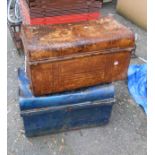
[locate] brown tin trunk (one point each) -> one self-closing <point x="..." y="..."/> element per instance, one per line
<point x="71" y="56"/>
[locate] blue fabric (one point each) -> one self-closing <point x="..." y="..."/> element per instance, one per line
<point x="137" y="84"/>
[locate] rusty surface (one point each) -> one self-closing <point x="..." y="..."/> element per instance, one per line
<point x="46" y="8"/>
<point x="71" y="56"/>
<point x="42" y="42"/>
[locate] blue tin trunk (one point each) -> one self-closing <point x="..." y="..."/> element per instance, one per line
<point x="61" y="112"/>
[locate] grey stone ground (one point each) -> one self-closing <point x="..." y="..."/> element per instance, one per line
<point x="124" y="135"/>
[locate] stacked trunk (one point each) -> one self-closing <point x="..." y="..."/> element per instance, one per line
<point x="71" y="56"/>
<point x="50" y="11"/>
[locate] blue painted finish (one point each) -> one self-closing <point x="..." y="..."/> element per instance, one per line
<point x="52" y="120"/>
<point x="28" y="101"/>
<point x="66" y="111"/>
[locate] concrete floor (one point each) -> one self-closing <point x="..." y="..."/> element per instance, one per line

..........

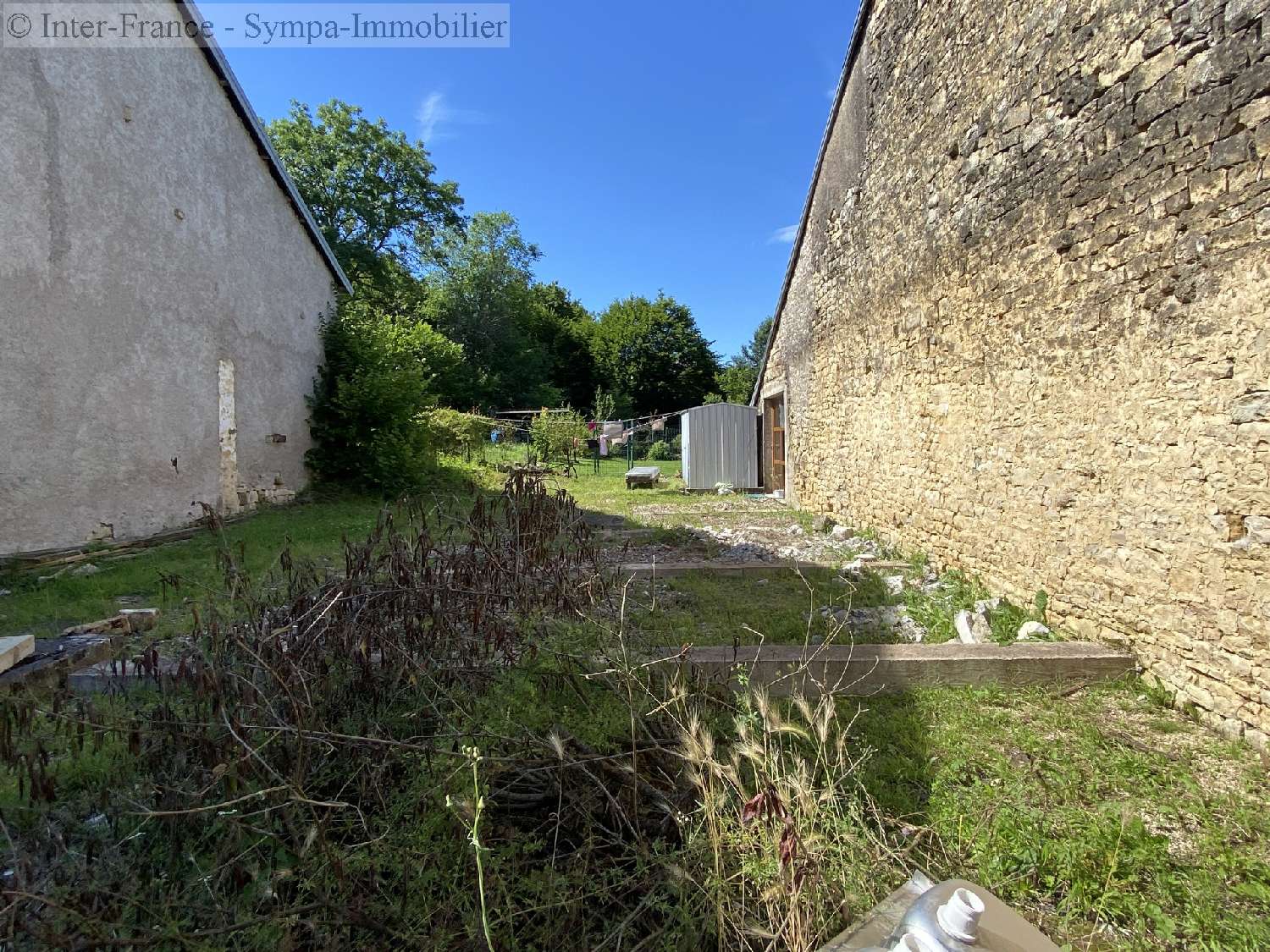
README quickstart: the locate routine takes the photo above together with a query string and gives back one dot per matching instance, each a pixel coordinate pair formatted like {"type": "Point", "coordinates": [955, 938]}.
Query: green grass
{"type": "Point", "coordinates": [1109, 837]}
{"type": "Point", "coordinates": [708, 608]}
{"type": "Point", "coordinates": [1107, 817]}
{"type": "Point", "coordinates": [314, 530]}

..........

## [Exercise directions]
In the listing above, find the line containing "[locate] blue painted" and the line containing "[locate] concrete floor", then quote both, plus every line between them, exactly as written.

## [Finished exercise]
[locate] blue painted finish (one point each) -> one self-closing <point x="..." y="..."/> element per instance, one per line
<point x="52" y="120"/>
<point x="28" y="101"/>
<point x="66" y="111"/>
[locate] concrete floor (one point each) -> one self-closing <point x="..." y="..."/> element per instance, one per line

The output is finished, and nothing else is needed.